• _Extracted data_:
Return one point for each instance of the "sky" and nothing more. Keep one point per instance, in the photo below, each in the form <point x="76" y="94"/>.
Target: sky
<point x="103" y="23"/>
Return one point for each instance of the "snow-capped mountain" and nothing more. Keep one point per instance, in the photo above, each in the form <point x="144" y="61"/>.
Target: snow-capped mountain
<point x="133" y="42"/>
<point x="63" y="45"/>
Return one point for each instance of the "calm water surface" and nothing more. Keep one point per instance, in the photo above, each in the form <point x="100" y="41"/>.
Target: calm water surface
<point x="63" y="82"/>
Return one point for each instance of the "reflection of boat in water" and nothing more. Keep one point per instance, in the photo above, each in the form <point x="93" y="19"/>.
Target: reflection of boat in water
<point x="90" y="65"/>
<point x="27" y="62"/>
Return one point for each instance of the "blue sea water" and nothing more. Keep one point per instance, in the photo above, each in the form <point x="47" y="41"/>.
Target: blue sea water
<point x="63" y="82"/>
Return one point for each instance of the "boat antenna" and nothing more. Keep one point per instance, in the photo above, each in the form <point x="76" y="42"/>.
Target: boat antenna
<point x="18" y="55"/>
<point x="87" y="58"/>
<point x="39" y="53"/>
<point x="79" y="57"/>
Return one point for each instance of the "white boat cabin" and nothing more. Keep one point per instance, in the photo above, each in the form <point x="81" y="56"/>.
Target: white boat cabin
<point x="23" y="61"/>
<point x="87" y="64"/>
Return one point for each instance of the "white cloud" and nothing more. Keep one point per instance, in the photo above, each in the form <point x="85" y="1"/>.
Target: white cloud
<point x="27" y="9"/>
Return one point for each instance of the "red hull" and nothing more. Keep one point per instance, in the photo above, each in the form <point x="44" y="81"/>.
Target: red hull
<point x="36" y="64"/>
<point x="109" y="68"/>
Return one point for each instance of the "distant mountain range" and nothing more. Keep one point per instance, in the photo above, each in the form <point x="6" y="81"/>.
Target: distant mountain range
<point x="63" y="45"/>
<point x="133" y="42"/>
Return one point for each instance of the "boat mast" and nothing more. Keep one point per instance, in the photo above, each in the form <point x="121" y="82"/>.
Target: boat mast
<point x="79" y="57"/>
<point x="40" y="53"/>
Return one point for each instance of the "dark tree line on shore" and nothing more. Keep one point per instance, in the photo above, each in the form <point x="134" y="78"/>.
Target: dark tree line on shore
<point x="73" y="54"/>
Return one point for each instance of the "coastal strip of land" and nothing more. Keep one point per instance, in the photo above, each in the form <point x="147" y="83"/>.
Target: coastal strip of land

• _Prompt_: Copy, from the lines above, each one that holds "coastal".

• _Output for this exercise_:
Return one point for each instance of the "coastal strip of land" and nothing more. Keep one point per instance, in the photo above, each in the form <point x="147" y="83"/>.
Target: coastal strip of land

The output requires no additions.